Location labeling records:
┄┄┄┄┄┄┄┄┄┄
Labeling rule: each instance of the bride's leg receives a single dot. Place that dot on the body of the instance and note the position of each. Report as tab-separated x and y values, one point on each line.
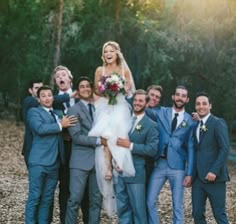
108	158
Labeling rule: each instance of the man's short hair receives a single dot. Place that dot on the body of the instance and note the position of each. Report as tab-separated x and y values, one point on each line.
181	87
202	93
83	78
33	81
45	87
142	92
156	87
61	67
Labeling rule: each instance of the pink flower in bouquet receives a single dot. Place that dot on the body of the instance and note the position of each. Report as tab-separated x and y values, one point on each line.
111	85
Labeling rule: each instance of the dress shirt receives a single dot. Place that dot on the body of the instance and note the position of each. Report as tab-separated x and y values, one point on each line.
72	100
57	118
204	120
139	118
99	140
180	118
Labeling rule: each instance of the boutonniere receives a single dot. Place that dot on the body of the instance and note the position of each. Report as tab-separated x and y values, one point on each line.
184	124
203	128
138	127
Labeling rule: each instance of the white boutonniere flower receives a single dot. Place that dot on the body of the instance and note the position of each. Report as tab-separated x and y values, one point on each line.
138	127
203	128
184	124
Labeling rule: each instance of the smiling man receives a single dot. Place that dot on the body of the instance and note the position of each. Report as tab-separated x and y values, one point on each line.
211	147
142	142
45	157
175	155
82	162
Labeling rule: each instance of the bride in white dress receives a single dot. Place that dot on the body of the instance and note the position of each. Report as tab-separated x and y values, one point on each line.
111	122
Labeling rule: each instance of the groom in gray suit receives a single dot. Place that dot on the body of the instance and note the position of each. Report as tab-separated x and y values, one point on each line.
82	161
211	147
142	142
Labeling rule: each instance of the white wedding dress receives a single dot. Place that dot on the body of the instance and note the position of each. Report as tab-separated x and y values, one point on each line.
112	122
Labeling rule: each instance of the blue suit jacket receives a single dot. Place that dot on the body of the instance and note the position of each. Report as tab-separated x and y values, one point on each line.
180	143
145	143
212	150
47	142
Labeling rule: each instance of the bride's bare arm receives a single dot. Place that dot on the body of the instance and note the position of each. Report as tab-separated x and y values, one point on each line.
97	77
129	84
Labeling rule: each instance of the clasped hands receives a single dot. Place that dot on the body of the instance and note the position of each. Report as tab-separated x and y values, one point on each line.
123	142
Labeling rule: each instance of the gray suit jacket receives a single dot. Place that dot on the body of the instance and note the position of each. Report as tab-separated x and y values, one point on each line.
145	143
47	140
83	146
212	150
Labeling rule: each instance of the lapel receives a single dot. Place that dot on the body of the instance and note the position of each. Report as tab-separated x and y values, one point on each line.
135	132
85	111
46	114
207	124
168	118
┄┄┄┄┄┄┄┄┄┄
#### Directive
Could you convert the lines from the one containing "Labeling rule: each instance of the smiling" through the last line of the records, both ends included, into a JSON list of strings with one string per line and blank lines left out?

#### Exercise solution
[
  "Labeling rule: each instance of the smiling man receives a single dot. Place that dot on the body of the instance and note the position of each. Report as tab-separated x and y values, one point on each line.",
  "211\t147",
  "142\t142",
  "45\t157",
  "175\t155",
  "82\t162",
  "Labeling rule: each instance of the bride in white dress receives a single dot. Place that dot on the body of the instance and note the position of each. Report as tab-separated x and y values, one point on each line.",
  "111\t122",
  "Labeling rule: each instance of the groom in gray suit receives a single dot. Place that dot on the body of the instance and note the position of each. Report as tab-separated x and y values, one point on each line.",
  "82\t161",
  "211\t147",
  "142\t142",
  "Labeling rule: each instance of the white wedding dress receives a single dot. Place that dot on the body of the instance and note the position of each. Report as tab-separated x and y values, one point on each line.",
  "112\t122",
  "Labeling rule: each instance of the blue suit jacket receives a single dot. Place that dot on the body of the instance and note the position of each. Report as tab-separated x and y values, one point on each line.",
  "180\t143",
  "145\t143",
  "212\t150",
  "47\t142",
  "Labeling rule: each instance of the bride's bare arm receives a single dot. Place that dot on the body of the instance and note the position of each. Report as tab-separated x and y values, one point on each line.",
  "97\t77",
  "129\t84",
  "Labeling rule: each instance of the clasped hands receives a single dot. Place that dot on the body of the instance and note the position of each. Report as tab-separated x and y values, one point on each line.",
  "123\t142",
  "Labeling rule: each instance of the gray suit jacket receives a single dot. Place that dot on the body of the instance and note the position of each. Report as tab-separated x and y values, one point on each line.",
  "145\t143",
  "47\t140",
  "83\t146",
  "212\t150",
  "Labeling rule: each instance of the lapel receives a single dot. Place that dot on the body of the instance and note the position of each. Report as tab-separated x and y values, one point on each line.",
  "135\t132",
  "85\t111",
  "46\t114",
  "207\t124",
  "168\t118"
]